- **TASK REQUIREMENTS**:
Please set out every line of the records below as a numbered list, leaving out any blank lines.

==== RECORDS FOR THE EXERCISE

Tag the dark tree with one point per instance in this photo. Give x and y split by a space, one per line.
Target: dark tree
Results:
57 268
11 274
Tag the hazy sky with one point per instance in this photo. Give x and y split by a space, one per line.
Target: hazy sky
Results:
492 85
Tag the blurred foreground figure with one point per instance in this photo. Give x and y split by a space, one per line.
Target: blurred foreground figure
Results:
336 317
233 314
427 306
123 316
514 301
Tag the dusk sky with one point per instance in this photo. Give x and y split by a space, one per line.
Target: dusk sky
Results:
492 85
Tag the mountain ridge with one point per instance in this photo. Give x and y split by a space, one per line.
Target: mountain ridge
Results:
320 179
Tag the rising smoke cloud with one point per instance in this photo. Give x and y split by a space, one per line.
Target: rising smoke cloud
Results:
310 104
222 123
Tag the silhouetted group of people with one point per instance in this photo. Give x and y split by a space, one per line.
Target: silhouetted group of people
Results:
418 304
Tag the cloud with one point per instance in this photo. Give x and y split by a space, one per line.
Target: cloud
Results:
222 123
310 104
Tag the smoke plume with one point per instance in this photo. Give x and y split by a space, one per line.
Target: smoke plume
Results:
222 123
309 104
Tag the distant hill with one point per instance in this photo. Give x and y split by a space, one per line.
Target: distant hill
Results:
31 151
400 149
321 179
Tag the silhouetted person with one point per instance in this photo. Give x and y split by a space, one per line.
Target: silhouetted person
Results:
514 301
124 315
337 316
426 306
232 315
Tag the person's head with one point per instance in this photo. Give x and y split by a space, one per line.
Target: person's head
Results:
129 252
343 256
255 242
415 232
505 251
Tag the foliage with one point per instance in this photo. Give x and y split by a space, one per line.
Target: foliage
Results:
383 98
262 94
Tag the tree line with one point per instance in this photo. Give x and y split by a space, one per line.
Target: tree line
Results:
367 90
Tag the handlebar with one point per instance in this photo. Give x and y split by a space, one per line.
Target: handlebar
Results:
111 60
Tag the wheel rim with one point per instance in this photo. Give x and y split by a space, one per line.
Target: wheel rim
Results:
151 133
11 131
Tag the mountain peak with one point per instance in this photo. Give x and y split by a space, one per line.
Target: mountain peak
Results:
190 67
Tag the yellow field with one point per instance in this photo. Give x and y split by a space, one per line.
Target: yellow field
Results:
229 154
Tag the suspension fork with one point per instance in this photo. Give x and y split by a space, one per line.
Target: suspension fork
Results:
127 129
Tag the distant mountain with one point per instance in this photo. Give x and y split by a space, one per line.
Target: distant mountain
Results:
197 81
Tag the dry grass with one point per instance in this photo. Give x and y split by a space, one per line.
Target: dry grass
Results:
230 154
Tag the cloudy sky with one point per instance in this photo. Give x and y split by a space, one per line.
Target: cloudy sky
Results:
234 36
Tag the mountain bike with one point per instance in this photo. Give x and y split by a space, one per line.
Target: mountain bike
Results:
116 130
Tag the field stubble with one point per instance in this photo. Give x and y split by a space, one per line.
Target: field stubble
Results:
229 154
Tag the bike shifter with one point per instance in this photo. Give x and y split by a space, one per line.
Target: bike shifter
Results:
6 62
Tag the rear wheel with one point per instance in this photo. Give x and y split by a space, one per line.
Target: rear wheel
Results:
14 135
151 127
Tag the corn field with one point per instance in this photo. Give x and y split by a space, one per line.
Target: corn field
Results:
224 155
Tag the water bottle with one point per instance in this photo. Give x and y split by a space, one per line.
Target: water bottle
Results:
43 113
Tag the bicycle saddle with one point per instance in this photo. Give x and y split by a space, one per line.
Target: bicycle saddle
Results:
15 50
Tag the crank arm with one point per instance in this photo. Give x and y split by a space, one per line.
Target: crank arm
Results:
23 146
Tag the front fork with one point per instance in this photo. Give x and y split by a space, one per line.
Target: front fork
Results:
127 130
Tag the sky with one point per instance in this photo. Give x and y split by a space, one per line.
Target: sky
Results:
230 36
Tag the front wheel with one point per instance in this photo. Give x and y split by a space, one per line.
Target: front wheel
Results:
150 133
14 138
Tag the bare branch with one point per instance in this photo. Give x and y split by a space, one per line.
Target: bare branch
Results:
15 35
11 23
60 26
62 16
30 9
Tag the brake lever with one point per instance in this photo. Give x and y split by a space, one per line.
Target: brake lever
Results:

========

- **EXERCISE RESULT**:
1. Tag the dark tree with one point per instance in this photo. Give x and y split by a space, one per line.
2. Target: dark tree
3. Results:
4. 57 268
5. 11 274
6. Tag the hazy sky with one point per instance in this photo. Give x and y split by a space, one per line.
7. Target: hazy sky
8. Results:
9. 492 85
10. Tag the blurred foreground figure with one point per instance in this photo. Give x and y split by a space, one per line.
11. Target: blurred foreground figure
12. Results:
13. 336 317
14. 233 314
15. 427 306
16. 123 316
17. 514 301
18. Tag the dusk sky with one point per instance in this photo. Give x and y split by a space, one per line.
19. Target: dusk sky
20. Results:
21. 492 85
22. Tag the mountain ridge with one point per instance in this photo. Give x and y split by a space, one per line.
23. Target: mountain ridge
24. Results:
25. 320 179
26. Tag the rising smoke cloud with one point per instance in this photo. Give x and y split by a space, one per line.
27. Target: rising smoke cloud
28. Results:
29. 310 104
30. 222 123
31. Tag the silhouetted group of people with one point per instance in this photo. Give x and y split by a space, one per line.
32. Target: silhouetted group of people
33. Results:
34. 418 304
35. Tag the cloud with one point per instance in this photo. Give x and y split by a space, one per line.
36. Target: cloud
37. Results:
38. 222 123
39. 310 104
40. Tag the smoke plume with one point per instance in this photo. Give x and y split by a space, one per line.
41. Target: smoke plume
42. Results:
43. 222 123
44. 309 104
45. Tag the distant hill with one point per instance in this photo. Give x and y split by a space, one per line.
46. Target: distant hill
47. Results:
48. 31 151
49. 400 149
50. 321 179
51. Tag the silhouetted person with one point per instance in this photo. Give x and y split by a space, one per line.
52. Target: silhouetted person
53. Results:
54. 514 301
55. 124 315
56. 337 316
57. 426 306
58. 232 315
59. Tag the person's head with one point per instance in this photo. Give x and y split by a space, one per line.
60. Target: person's head
61. Results:
62. 129 252
63. 343 256
64. 255 242
65. 415 232
66. 505 251
67. Tag the foliage with one point per instance in this photo. Give x and y split by a space, one per line.
68. Target: foliage
69. Results:
70. 383 98
71. 262 94
72. Tag the tree line with one point per instance in this photo. Give x and y split by a space, one per line.
73. Target: tree line
74. Results:
75. 367 90
76. Tag the handlebar with one point per instance in this photo. Give x and y split by a space, one per line.
77. Target: handlebar
78. Results:
79. 111 60
80. Tag the wheel rim with one point per instance in this photo. Give x and y split by a space, one per line.
81. Target: wheel rim
82. Results:
83. 151 133
84. 11 131
85. Tag the mountain peak with one point per instance in this photo. Give x and y split by a space, one per line.
86. Target: mountain peak
87. Results:
88. 190 67
89. Tag the yellow field with one point per instance in this photo. Give x and y split by a space, one per line.
90. Target: yellow field
91. Results:
92. 229 154
93. Tag the suspension fork with one point per instance in this photo. Give x and y split by a space, one per line.
94. Target: suspension fork
95. Results:
96. 127 129
97. Tag the distant mountain with one point per instance in this photo. Give x and y split by a space, one per line.
98. Target: distant mountain
99. Results:
100. 197 81
101. Tag the dry grass with one point per instance in this photo. Give x and y split by a space, one per line.
102. Target: dry grass
103. Results:
104. 230 154
105. Tag the cloudy sky with one point per instance in this photo. Give x and y split by a space, one per line.
106. Target: cloudy sky
107. Results:
108. 234 36
109. Tag the mountain bike with one point per instance in this photo. Give x and y split by a space, one per line.
110. Target: mountain bike
111. Results:
112. 116 130
113. Tag the field stubble with one point per instance in this photo. Give x and y split by a space, one per line.
114. Target: field stubble
115. Results:
116. 229 154
117. Tag the bike shifter with one point per instance in this photo. Give x and y split by a space, one per line.
118. Target: bike shifter
119. Results:
120. 6 62
121. Tag the rear wheel with one point per instance in this photo. Give x and y split by a space, one per line.
122. Target: rear wheel
123. Results:
124. 14 135
125. 151 127
126. Tag the corn field with one point per instance in this photo. Give x and y split by a space, one per line.
127. Target: corn field
128. Results:
129. 224 155
130. Tag the water bottle with one point per instance in this photo. Give x and y split by a space, one per line.
131. Target: water bottle
132. Results:
133. 43 113
134. Tag the bicycle saddle with one point per instance in this photo. Give x and y split by a space, one per line.
135. Target: bicycle saddle
136. Results:
137. 15 50
138. Tag the crank arm with one point per instance in this photo. Give x and y split by a space, one per line.
139. Target: crank arm
140. Results:
141. 23 146
142. Tag the front fork with one point per instance in this photo. Give x and y split by a space, one per line.
143. Target: front fork
144. Results:
145. 127 130
146. Tag the sky with one point per instance in this photo. Give x and y split by a space, one per line.
147. Target: sky
148. Results:
149. 230 36
150. Tag the front wheel with one point per instance in this photo. Give x and y split by a space, one per line.
151. Target: front wheel
152. Results:
153. 150 133
154. 14 138
155. Tag the bare branch with one point per instance in this photo. Give x and y split by a space, one per line.
156. Target: bare branch
157. Results:
158. 15 35
159. 11 23
160. 60 26
161. 62 16
162. 30 9
163. Tag the brake lever with one point per instance in this photo. Give x and y split by a space, one per line.
164. Target: brake lever
165. Results:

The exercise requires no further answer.